#### Task brief:
Copy, from the listing, every line in which the string "tall" is present.

#### Entries shown:
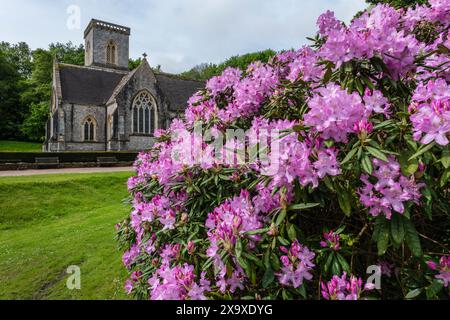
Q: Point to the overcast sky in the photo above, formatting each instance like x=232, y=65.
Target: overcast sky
x=177, y=34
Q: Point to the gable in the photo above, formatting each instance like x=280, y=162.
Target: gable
x=177, y=90
x=89, y=86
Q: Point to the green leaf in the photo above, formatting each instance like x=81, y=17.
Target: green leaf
x=344, y=200
x=412, y=238
x=327, y=265
x=444, y=178
x=422, y=150
x=238, y=248
x=292, y=233
x=336, y=267
x=302, y=291
x=366, y=164
x=268, y=277
x=281, y=216
x=302, y=206
x=434, y=288
x=349, y=156
x=377, y=153
x=344, y=264
x=258, y=231
x=383, y=238
x=413, y=293
x=408, y=167
x=445, y=160
x=397, y=229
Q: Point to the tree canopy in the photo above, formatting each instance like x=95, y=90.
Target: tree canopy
x=205, y=71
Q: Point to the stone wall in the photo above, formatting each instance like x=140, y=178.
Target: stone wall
x=143, y=79
x=99, y=39
x=75, y=117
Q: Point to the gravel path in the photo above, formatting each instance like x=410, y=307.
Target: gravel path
x=17, y=173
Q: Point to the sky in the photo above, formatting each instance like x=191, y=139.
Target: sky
x=176, y=34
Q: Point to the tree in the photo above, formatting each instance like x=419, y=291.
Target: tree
x=11, y=109
x=38, y=87
x=19, y=56
x=205, y=71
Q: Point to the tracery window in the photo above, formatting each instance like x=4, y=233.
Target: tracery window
x=144, y=113
x=111, y=53
x=89, y=129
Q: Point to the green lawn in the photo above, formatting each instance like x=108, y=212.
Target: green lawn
x=48, y=223
x=19, y=146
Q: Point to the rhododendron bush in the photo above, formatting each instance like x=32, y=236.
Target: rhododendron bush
x=344, y=164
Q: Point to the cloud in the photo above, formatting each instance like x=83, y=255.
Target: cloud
x=178, y=34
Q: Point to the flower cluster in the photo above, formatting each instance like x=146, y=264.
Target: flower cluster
x=178, y=283
x=331, y=240
x=339, y=288
x=334, y=112
x=431, y=112
x=374, y=33
x=297, y=265
x=390, y=191
x=204, y=226
x=290, y=159
x=443, y=268
x=231, y=221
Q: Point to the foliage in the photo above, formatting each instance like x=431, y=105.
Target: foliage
x=11, y=109
x=25, y=96
x=398, y=3
x=358, y=174
x=205, y=71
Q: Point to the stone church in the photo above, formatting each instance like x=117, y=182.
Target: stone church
x=103, y=106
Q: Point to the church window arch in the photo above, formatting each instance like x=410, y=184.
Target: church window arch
x=144, y=113
x=89, y=129
x=111, y=53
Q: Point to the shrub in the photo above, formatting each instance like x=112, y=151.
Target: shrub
x=351, y=170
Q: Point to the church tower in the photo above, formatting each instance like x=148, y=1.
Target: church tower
x=107, y=45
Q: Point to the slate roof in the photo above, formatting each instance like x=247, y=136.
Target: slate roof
x=85, y=85
x=177, y=90
x=98, y=86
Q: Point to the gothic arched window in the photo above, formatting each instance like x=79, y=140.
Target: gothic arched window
x=145, y=114
x=89, y=129
x=111, y=53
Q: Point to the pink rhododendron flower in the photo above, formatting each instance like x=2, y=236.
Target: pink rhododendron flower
x=443, y=268
x=331, y=241
x=390, y=191
x=297, y=264
x=178, y=283
x=339, y=288
x=334, y=112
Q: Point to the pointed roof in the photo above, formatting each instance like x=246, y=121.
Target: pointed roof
x=99, y=86
x=88, y=85
x=176, y=89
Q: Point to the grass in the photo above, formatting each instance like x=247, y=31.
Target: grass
x=48, y=223
x=19, y=146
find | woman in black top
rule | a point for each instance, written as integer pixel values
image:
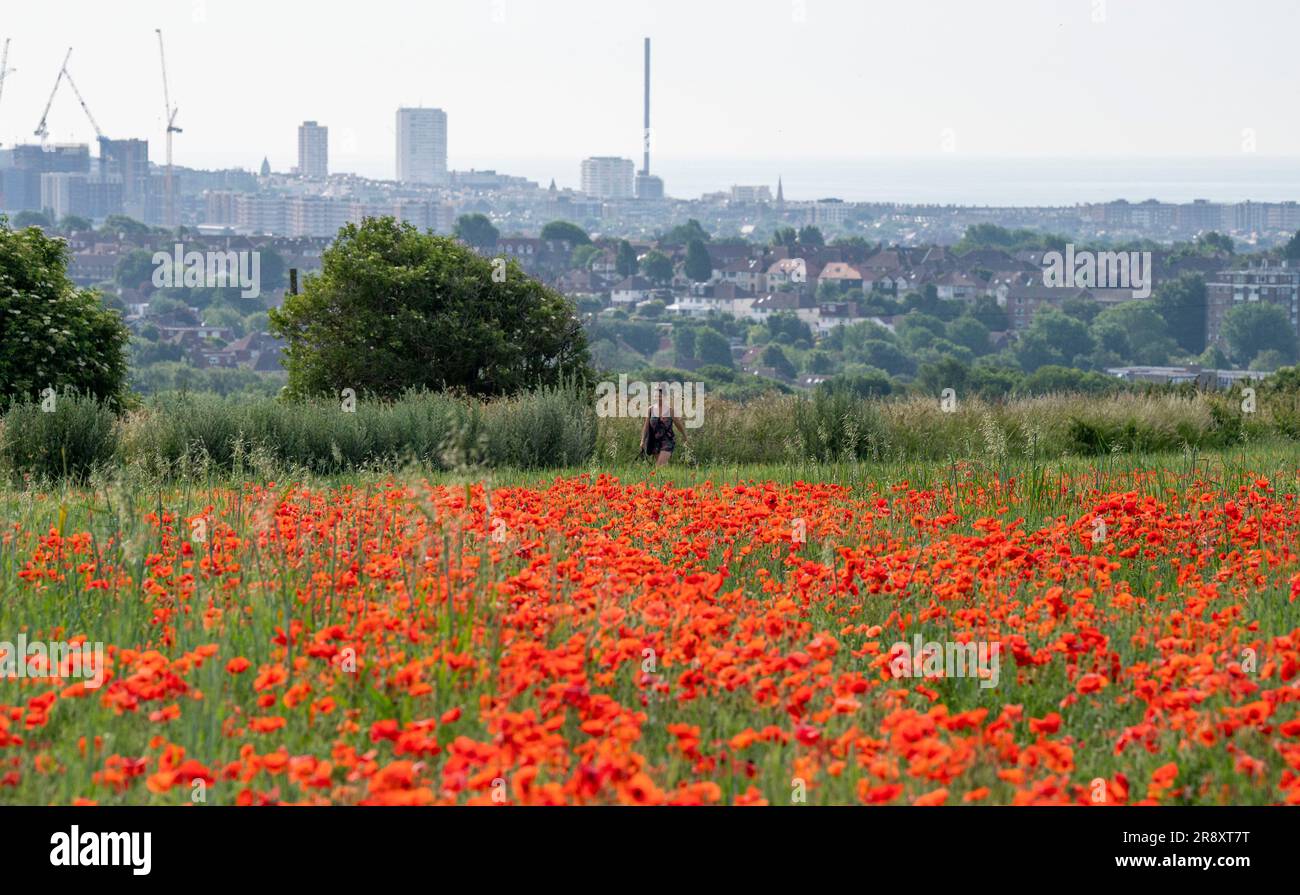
(657, 436)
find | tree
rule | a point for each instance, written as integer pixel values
(572, 233)
(53, 334)
(684, 346)
(1053, 338)
(625, 259)
(272, 269)
(1291, 251)
(125, 228)
(581, 256)
(476, 230)
(700, 266)
(1252, 328)
(394, 308)
(657, 267)
(1135, 332)
(1182, 303)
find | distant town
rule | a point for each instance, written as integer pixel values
(741, 282)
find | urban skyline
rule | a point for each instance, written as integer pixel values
(741, 119)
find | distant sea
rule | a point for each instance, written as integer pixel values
(967, 181)
(940, 180)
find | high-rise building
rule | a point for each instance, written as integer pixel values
(129, 160)
(1275, 282)
(421, 146)
(648, 186)
(607, 177)
(312, 150)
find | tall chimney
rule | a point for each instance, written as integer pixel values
(645, 169)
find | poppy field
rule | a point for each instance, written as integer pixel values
(1131, 634)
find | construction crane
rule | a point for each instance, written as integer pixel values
(169, 116)
(4, 65)
(86, 108)
(42, 130)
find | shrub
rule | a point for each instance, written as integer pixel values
(70, 441)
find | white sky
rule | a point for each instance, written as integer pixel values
(732, 78)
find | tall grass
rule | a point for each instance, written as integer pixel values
(182, 435)
(66, 440)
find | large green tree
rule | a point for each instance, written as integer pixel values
(1252, 328)
(700, 266)
(564, 230)
(394, 308)
(53, 334)
(1182, 303)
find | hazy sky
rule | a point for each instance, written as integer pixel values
(557, 81)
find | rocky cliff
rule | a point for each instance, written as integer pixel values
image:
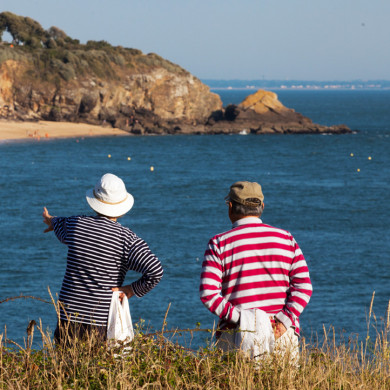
(48, 75)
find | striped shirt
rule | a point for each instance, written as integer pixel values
(254, 265)
(100, 252)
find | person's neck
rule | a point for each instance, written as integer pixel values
(110, 218)
(234, 218)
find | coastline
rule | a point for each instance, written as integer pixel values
(43, 130)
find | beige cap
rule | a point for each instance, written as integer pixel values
(243, 190)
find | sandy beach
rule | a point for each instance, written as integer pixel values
(37, 131)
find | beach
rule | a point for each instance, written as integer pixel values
(11, 130)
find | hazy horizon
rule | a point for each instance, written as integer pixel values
(225, 39)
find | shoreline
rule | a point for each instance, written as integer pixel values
(46, 130)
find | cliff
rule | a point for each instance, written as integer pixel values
(50, 76)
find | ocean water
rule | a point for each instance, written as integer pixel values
(330, 191)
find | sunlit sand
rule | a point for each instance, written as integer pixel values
(37, 131)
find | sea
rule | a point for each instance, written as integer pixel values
(330, 191)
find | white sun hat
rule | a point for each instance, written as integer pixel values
(110, 197)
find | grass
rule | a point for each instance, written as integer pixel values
(157, 361)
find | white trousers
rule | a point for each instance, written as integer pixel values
(285, 346)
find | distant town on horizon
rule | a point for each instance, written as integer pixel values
(297, 84)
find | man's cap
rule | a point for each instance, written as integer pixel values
(242, 191)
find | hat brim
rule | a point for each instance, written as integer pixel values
(109, 210)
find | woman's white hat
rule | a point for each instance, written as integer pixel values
(109, 197)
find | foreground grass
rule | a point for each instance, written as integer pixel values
(156, 362)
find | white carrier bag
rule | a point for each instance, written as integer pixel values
(119, 325)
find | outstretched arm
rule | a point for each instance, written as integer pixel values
(47, 219)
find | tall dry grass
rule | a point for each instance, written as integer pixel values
(157, 361)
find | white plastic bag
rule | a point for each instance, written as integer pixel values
(256, 336)
(119, 325)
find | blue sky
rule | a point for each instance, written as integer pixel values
(247, 39)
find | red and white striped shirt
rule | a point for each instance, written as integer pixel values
(254, 265)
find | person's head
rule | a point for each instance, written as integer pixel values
(245, 199)
(109, 197)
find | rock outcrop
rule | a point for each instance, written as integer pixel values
(46, 75)
(263, 113)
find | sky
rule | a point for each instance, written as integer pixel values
(241, 39)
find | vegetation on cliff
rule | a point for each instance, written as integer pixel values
(54, 56)
(45, 74)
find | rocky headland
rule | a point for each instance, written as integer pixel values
(46, 75)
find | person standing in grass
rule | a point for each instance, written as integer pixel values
(254, 266)
(100, 252)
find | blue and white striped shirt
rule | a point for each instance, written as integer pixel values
(100, 252)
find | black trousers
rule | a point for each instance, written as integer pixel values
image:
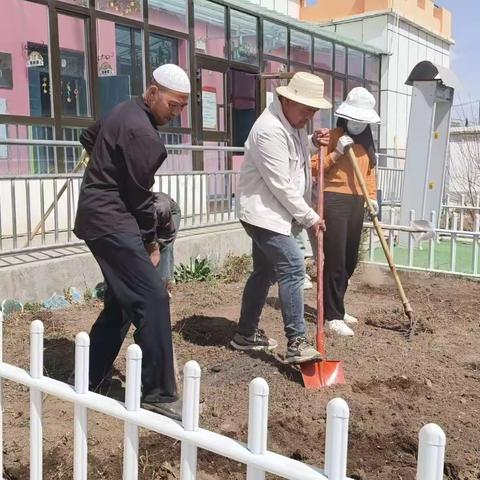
(344, 215)
(135, 294)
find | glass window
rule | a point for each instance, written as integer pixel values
(355, 63)
(25, 88)
(171, 14)
(23, 159)
(213, 103)
(340, 59)
(210, 28)
(323, 118)
(372, 67)
(125, 8)
(120, 64)
(73, 67)
(300, 47)
(163, 50)
(322, 53)
(243, 29)
(274, 39)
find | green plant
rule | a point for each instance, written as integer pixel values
(197, 269)
(235, 267)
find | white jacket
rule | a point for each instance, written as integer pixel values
(268, 194)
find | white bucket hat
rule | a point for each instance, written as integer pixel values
(307, 89)
(359, 106)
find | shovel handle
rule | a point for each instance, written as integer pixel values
(406, 304)
(320, 340)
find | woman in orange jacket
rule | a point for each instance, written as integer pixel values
(344, 202)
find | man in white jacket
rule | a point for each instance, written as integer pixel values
(275, 195)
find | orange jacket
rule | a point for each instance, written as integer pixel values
(339, 175)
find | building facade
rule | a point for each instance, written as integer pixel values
(408, 31)
(64, 64)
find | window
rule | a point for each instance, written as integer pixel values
(163, 50)
(243, 30)
(339, 59)
(274, 39)
(125, 8)
(171, 14)
(355, 63)
(73, 67)
(210, 37)
(25, 82)
(300, 47)
(322, 54)
(323, 118)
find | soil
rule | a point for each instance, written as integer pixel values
(394, 386)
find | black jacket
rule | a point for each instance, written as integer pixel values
(126, 151)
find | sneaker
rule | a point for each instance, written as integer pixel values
(338, 327)
(171, 410)
(257, 341)
(307, 284)
(299, 350)
(350, 319)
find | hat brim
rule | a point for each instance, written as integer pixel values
(320, 103)
(358, 114)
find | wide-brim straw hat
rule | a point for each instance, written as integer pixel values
(359, 106)
(307, 89)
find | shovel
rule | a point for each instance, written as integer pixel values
(407, 308)
(322, 373)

#### Response to the exercise:
find | tall chimney
find | tall grass
find | tall dry grass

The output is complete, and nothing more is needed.